__DATASET EXTRACT__.

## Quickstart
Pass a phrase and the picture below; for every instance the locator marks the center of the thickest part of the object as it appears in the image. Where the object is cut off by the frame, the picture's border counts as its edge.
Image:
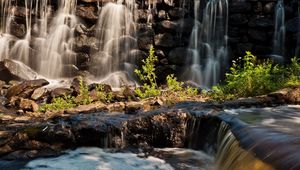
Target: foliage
(176, 90)
(251, 78)
(60, 103)
(102, 95)
(294, 72)
(84, 94)
(148, 76)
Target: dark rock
(259, 36)
(26, 88)
(61, 92)
(269, 8)
(145, 41)
(142, 16)
(38, 93)
(13, 70)
(240, 7)
(70, 70)
(136, 56)
(167, 26)
(164, 40)
(162, 15)
(238, 19)
(86, 44)
(87, 13)
(180, 56)
(261, 22)
(177, 13)
(28, 105)
(293, 25)
(17, 30)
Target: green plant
(148, 76)
(60, 103)
(102, 95)
(84, 94)
(251, 78)
(176, 90)
(294, 72)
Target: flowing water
(116, 33)
(279, 34)
(208, 42)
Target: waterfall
(230, 156)
(209, 43)
(279, 34)
(58, 41)
(115, 31)
(5, 18)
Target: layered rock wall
(168, 29)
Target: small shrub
(176, 91)
(60, 103)
(148, 76)
(102, 95)
(84, 94)
(251, 78)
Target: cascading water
(59, 40)
(279, 34)
(116, 29)
(209, 43)
(5, 38)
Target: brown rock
(28, 105)
(26, 88)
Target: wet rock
(28, 105)
(136, 56)
(87, 13)
(293, 25)
(257, 35)
(75, 85)
(262, 22)
(38, 93)
(167, 26)
(164, 40)
(240, 7)
(142, 16)
(133, 108)
(177, 13)
(61, 92)
(238, 19)
(162, 15)
(17, 30)
(145, 41)
(26, 88)
(180, 56)
(14, 70)
(86, 44)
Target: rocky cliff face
(167, 25)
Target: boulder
(86, 44)
(164, 40)
(38, 93)
(60, 92)
(180, 56)
(88, 13)
(293, 25)
(26, 88)
(15, 70)
(28, 105)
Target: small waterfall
(209, 43)
(58, 41)
(116, 29)
(230, 155)
(279, 34)
(5, 19)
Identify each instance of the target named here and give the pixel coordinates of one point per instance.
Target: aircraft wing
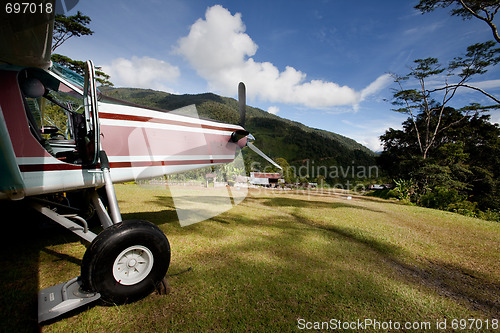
(11, 182)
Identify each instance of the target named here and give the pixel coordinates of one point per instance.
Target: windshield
(67, 74)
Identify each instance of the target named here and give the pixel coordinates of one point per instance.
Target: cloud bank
(145, 72)
(220, 51)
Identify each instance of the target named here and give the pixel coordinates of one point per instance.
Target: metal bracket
(77, 229)
(64, 297)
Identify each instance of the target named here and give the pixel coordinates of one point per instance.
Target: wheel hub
(133, 265)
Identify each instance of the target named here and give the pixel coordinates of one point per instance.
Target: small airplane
(63, 145)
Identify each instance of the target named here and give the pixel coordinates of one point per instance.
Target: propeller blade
(242, 102)
(257, 150)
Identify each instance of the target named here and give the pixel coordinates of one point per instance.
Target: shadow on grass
(302, 203)
(447, 280)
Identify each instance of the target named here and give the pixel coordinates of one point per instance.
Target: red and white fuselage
(140, 143)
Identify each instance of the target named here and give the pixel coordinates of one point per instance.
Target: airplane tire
(126, 261)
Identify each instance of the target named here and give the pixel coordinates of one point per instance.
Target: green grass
(282, 256)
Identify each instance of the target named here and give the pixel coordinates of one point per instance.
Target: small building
(265, 178)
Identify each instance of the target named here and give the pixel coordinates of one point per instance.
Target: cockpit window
(68, 75)
(55, 113)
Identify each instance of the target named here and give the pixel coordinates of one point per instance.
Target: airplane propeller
(242, 108)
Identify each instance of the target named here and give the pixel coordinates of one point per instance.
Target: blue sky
(323, 63)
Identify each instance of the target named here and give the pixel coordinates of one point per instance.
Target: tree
(66, 27)
(79, 67)
(429, 105)
(484, 10)
(464, 160)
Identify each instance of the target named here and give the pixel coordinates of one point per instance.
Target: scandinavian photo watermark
(374, 324)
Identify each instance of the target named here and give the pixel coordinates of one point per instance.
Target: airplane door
(91, 116)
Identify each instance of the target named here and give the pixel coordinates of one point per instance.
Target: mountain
(277, 137)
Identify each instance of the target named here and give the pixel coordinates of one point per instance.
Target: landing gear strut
(125, 262)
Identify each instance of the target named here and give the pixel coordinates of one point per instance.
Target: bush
(440, 198)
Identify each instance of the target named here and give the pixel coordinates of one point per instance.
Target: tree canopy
(484, 10)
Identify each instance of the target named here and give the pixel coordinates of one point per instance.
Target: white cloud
(273, 109)
(218, 48)
(145, 72)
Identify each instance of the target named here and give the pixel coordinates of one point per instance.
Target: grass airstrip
(280, 261)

__EXERCISE DESCRIPTION__. For this task, give the full listing again verbatim and keep out every picture.

__EXERCISE ANSWER__.
## Quickstart
Pass a phrase and the picture below; for every instance the locator marks the center of the thickest part of the object as it appears in the image. Where the object is cut off by the frame, the picture's border counts as its edge.
Image:
Target: foliage
(176, 90)
(251, 78)
(60, 103)
(102, 95)
(294, 72)
(84, 94)
(148, 76)
Target: dark rock
(259, 36)
(26, 88)
(61, 92)
(269, 8)
(145, 41)
(142, 16)
(38, 93)
(13, 70)
(240, 7)
(70, 70)
(136, 56)
(167, 26)
(164, 40)
(162, 15)
(238, 19)
(86, 44)
(87, 13)
(180, 56)
(261, 22)
(177, 13)
(28, 105)
(293, 25)
(17, 30)
Target: green plant
(148, 76)
(60, 103)
(102, 95)
(84, 94)
(251, 78)
(176, 90)
(294, 72)
Target: flowing water
(116, 33)
(279, 34)
(208, 42)
Target: waterfall
(230, 156)
(209, 43)
(279, 34)
(58, 41)
(115, 31)
(5, 18)
Target: layered rock wall
(168, 29)
Target: small shrub
(176, 91)
(60, 103)
(148, 76)
(102, 95)
(84, 94)
(251, 78)
Target: cascading water
(59, 40)
(279, 34)
(116, 29)
(209, 43)
(5, 38)
Target: brown rock
(28, 105)
(26, 88)
Target: wet rock
(28, 105)
(136, 56)
(87, 13)
(293, 25)
(257, 35)
(75, 85)
(262, 22)
(38, 93)
(167, 26)
(164, 40)
(240, 7)
(142, 16)
(133, 108)
(177, 13)
(61, 92)
(238, 19)
(162, 15)
(17, 30)
(145, 41)
(26, 88)
(180, 56)
(14, 70)
(86, 44)
Target: rocky cliff face
(167, 25)
Target: boulder
(86, 44)
(164, 40)
(38, 93)
(60, 92)
(180, 56)
(88, 13)
(293, 25)
(26, 88)
(15, 70)
(28, 105)
Target: small waterfall
(209, 43)
(58, 41)
(116, 29)
(230, 155)
(279, 34)
(5, 19)
Identify each instance of the target named here and give the pixel coordinates of one point per instance.
Target: aircraft wing
(11, 182)
Identify each instance of the target named here and give the pixel coordinates of one point per instance.
Target: windshield
(67, 74)
Identify each instance of the target named here and give the pixel coordinates of one point per instance.
Target: cloud bank
(145, 72)
(220, 51)
Identify each instance of the target named here and give the pixel coordinates of one point per instance.
Target: metal bracket
(77, 229)
(64, 297)
Identify each instance of the target named here and give the pixel coordinates of one point per instance.
Target: wheel hub
(133, 265)
Identify each instance of the target named here and give the pixel coordinates of one point per instance.
Target: small airplane
(63, 145)
Identify each instance of the target named here and give the pixel coordinates of one point per instance.
Target: propeller blade
(242, 102)
(257, 150)
Identify each instance of the target named here and give the pixel coordinates of one point per instance.
Target: shadow on grass
(302, 203)
(447, 280)
Identify each instance of the target named here and give the pixel coordinates of one point per instance.
Target: red and white fuselage
(140, 143)
Identify each instance of the target named here and give the pixel coordinates of one point per instance.
Target: airplane tire
(126, 261)
Identify each instance of the target named here and give the pixel coordinates of one point per instance.
Target: green grass
(282, 256)
Identify each instance of the target named here and give the pixel coordinates of one point per instance.
Target: small building
(265, 178)
Identify each instance of the target named here and give the pixel coordinates of one point per instance.
Target: cockpit window
(68, 75)
(55, 113)
Identify each instance of the target named here and give the pixel coordinates of one point per instance.
Target: airplane propeller
(242, 108)
Identify each instance of the target named here and give the pixel coordinates of one point per instance.
Target: blue sky
(323, 63)
Identify each instance of the target named here and give the pixel coordinates of one point per instance.
Target: tree
(66, 27)
(79, 67)
(429, 105)
(484, 10)
(464, 160)
Identify each instance of the target named here and give the pixel coordinates of one point per instance.
Target: scandinavian photo watermark
(374, 324)
Identify each instance of the target named here and give the pixel coordinates of one point per instance.
Target: airplane door
(91, 116)
Identify each instance of the target named here and give the pixel coordinates of one point per instance.
Target: mountain
(277, 137)
Identify each instance of the target named here and give the pixel coordinates of one point per instance.
Target: landing gear strut
(125, 262)
Identify each instance of the target named here and give the pixel coordinates of one point per instance.
Target: bush
(440, 198)
Identify each instance of the target named here and give the pixel coordinates of one point per instance.
Target: tree canopy
(484, 10)
Identify each instance of the target named here and give the pixel coordinates of one point per instance.
Target: white cloud
(273, 109)
(218, 48)
(145, 72)
Identify each instance of the target named here and give the pixel coordinates of one point per instance.
Target: grass airstrip
(280, 261)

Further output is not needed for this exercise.